» TASK
Exactly reproduce the lines beginning with the line that includes "TARGET = insulated duct" and ending with the last line of the data.

» RECORDED DATA

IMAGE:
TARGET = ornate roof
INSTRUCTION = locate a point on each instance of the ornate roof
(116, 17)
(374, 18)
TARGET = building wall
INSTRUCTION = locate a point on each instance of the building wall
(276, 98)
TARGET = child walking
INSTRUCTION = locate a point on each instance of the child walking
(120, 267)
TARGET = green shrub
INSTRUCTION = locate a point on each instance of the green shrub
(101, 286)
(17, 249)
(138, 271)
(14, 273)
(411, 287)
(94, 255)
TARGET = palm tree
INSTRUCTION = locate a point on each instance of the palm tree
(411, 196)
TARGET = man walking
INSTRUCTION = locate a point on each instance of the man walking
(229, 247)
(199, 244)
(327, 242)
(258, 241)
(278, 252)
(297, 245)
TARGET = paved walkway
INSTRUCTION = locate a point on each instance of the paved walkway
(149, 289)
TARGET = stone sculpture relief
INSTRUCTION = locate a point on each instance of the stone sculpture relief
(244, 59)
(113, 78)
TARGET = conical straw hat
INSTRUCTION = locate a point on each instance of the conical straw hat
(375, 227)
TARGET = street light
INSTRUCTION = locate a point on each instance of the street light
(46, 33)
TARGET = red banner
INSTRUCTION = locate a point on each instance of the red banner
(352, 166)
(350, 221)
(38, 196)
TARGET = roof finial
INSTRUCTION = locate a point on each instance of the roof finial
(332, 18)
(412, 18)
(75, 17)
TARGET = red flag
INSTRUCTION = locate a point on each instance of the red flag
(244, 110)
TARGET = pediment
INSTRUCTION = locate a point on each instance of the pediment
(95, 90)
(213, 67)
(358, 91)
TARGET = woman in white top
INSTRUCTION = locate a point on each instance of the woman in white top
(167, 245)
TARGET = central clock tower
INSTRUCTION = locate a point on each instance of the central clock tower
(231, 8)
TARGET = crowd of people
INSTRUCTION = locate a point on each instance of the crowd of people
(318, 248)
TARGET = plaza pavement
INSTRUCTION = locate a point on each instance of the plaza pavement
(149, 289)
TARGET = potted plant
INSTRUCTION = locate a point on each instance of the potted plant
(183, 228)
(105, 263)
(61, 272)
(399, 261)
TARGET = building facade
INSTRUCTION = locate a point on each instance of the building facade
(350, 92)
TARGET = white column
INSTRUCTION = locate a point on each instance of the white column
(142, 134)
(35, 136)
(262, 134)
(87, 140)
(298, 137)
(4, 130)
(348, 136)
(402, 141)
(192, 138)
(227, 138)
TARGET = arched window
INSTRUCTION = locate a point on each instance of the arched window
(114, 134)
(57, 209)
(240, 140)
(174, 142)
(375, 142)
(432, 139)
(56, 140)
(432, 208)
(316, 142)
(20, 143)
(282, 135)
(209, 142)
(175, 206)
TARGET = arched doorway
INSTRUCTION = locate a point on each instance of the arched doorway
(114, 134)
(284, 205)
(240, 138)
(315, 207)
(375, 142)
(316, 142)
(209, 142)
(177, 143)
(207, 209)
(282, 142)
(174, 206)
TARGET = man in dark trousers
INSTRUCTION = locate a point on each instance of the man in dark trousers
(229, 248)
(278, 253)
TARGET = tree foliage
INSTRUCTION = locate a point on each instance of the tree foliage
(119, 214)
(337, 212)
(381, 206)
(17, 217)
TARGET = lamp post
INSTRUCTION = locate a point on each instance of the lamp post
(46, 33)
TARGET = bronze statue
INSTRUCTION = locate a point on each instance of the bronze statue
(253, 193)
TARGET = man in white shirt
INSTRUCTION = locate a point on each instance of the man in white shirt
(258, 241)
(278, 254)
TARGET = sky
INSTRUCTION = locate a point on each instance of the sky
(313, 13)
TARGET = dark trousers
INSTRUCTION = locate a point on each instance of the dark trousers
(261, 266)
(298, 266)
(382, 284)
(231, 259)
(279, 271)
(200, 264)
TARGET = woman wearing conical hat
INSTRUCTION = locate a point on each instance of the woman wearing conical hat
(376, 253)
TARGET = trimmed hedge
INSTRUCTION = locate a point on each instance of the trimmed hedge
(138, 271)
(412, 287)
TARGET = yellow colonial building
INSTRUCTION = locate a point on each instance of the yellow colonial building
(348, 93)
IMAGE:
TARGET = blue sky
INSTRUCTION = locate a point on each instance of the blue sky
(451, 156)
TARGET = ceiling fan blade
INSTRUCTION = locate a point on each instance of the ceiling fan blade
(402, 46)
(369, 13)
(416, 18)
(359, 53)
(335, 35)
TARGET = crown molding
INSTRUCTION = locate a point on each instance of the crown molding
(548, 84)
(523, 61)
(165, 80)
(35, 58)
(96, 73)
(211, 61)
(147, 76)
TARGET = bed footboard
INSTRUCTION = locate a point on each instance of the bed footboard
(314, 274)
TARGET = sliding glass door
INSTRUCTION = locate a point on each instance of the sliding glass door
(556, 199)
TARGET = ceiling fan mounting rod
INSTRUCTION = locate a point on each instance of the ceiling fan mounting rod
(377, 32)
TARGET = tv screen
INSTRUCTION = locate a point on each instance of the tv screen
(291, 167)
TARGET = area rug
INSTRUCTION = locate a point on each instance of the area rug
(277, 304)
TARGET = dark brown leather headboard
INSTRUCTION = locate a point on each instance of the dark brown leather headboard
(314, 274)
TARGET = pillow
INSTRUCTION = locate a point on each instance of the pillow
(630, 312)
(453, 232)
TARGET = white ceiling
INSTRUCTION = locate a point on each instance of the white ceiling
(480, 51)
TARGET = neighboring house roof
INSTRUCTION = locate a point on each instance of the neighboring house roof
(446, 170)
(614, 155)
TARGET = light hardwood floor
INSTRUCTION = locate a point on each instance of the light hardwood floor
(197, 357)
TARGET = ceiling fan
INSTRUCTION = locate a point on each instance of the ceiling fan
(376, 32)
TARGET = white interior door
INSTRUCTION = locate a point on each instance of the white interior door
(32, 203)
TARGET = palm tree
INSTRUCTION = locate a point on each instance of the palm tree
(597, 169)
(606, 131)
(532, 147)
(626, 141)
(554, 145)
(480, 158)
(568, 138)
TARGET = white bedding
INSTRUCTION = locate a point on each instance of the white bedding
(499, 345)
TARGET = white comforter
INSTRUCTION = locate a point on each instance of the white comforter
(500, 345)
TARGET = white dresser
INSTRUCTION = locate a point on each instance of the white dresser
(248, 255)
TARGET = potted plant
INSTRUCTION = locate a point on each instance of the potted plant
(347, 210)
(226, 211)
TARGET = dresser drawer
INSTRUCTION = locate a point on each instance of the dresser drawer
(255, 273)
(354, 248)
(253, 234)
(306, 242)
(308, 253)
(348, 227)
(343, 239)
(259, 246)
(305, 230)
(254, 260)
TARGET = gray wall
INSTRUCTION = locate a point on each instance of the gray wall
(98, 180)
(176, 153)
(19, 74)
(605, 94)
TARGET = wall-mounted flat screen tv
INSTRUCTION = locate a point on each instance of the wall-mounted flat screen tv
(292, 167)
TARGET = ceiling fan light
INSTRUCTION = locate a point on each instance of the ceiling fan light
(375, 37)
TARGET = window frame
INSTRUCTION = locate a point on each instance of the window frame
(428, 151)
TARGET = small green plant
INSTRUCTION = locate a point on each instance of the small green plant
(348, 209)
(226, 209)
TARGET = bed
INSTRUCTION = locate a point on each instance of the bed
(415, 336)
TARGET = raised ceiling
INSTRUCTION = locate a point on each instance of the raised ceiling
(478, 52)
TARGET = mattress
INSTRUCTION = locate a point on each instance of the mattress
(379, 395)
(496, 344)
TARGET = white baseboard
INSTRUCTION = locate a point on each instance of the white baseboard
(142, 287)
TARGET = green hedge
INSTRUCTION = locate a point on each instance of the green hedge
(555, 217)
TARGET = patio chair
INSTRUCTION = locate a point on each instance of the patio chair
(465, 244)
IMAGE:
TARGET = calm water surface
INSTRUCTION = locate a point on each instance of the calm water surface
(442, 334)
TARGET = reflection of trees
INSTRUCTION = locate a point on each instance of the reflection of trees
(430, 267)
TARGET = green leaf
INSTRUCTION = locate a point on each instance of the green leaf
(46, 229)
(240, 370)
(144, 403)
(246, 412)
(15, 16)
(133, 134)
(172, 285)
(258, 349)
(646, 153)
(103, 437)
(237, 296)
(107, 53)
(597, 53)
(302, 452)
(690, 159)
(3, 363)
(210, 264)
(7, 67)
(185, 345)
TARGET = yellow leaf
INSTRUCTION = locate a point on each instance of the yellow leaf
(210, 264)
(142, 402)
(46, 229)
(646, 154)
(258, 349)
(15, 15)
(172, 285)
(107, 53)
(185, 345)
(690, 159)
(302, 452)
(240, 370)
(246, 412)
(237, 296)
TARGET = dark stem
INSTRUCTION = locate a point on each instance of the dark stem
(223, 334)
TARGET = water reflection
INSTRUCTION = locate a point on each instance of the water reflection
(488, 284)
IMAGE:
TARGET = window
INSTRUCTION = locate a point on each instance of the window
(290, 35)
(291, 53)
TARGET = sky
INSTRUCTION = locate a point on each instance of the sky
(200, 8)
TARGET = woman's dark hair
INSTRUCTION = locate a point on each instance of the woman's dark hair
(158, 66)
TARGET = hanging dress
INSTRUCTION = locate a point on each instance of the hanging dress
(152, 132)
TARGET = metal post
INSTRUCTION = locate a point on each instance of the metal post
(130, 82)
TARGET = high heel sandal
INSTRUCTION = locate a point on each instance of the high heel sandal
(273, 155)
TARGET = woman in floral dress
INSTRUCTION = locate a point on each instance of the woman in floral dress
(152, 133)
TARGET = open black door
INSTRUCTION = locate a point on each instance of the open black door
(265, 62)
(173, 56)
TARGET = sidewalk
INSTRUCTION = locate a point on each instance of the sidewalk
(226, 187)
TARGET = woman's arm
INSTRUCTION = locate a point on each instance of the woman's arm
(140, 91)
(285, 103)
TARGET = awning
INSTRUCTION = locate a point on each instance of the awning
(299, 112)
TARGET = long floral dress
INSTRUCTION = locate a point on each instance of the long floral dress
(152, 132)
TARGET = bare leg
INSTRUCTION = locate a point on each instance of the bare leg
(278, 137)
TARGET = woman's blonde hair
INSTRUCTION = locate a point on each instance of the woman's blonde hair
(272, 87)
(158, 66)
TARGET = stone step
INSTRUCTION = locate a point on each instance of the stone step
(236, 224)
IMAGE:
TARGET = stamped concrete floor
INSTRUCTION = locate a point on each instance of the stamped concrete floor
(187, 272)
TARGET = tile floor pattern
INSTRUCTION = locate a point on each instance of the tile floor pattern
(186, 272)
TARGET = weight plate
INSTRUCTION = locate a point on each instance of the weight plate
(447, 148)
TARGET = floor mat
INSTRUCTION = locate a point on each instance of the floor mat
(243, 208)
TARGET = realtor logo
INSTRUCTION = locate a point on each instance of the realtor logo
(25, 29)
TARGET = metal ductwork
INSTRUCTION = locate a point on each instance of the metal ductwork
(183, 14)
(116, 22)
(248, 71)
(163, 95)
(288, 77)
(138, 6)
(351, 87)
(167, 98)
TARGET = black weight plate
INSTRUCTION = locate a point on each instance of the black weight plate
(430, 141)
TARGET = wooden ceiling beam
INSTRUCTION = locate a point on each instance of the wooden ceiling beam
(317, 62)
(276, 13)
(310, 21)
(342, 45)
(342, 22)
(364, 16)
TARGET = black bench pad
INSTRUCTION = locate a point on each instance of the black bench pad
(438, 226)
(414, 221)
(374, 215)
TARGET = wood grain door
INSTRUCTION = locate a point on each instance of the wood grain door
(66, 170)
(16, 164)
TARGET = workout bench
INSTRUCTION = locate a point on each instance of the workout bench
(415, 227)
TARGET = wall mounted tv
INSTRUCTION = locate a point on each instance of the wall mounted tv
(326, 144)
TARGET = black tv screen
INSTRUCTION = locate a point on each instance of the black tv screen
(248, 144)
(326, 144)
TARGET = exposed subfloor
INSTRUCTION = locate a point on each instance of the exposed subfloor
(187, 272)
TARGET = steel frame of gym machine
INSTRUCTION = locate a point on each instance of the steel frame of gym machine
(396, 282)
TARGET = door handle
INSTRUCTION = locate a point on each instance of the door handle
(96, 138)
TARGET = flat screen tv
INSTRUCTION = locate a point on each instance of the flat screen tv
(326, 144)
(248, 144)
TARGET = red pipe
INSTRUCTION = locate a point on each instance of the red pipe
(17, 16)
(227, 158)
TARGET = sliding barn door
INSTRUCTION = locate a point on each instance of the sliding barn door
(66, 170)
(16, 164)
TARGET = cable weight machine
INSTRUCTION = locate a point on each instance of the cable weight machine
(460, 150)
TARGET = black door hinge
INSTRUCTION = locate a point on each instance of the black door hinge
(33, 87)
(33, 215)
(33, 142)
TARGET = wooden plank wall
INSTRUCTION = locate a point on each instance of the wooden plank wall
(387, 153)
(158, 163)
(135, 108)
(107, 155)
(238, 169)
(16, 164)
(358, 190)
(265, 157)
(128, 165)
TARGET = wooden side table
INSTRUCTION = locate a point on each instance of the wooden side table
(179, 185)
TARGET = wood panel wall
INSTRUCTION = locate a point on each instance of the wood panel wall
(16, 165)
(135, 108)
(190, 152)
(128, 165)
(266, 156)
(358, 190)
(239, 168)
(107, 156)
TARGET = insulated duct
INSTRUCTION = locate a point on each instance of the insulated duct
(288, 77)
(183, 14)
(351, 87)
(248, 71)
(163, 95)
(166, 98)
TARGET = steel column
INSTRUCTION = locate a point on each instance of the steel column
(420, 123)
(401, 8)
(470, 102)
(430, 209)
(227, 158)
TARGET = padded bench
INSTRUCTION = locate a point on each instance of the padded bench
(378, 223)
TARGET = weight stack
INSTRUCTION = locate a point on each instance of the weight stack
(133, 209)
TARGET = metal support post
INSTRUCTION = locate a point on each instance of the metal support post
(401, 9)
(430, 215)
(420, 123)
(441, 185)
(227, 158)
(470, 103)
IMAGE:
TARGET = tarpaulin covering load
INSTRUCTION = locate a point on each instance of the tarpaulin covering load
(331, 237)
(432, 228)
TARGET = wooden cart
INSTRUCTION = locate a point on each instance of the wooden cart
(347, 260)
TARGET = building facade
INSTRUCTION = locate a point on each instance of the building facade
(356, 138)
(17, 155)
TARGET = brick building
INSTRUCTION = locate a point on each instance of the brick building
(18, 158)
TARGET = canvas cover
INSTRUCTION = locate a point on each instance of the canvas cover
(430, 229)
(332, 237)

» ANSWER TO THIS EXERCISE
TARGET = insulated duct
INSTRUCTION = locate a point on each instance of the insulated duct
(288, 77)
(183, 14)
(351, 87)
(248, 71)
(163, 95)
(166, 98)
TARGET = steel column
INSTRUCTION = locate a point on each instance of the steel column
(420, 123)
(401, 8)
(470, 102)
(430, 209)
(227, 158)
TARGET = padded bench
INSTRUCTION = locate a point on each instance of the padded bench
(378, 223)
TARGET = weight stack
INSTRUCTION = locate a point on each instance of the weight stack
(133, 209)
TARGET = metal support post
INSTRUCTION = locate a point on each instance of the metal support post
(401, 9)
(430, 215)
(420, 123)
(441, 185)
(227, 158)
(470, 103)
IMAGE:
TARGET = tarpaulin covering load
INSTRUCTION = locate a point on each instance of the tarpaulin covering load
(331, 237)
(432, 228)
TARGET = wooden cart
INSTRUCTION = locate a point on each instance of the wooden cart
(347, 260)
TARGET = building facade
INSTRUCTION = locate a point on each instance of the building facade
(356, 138)
(17, 155)
TARGET = brick building
INSTRUCTION = locate a point on each instance of the brick building
(18, 158)
TARGET = canvas cover
INSTRUCTION = locate a point on each instance of the canvas cover
(430, 229)
(332, 237)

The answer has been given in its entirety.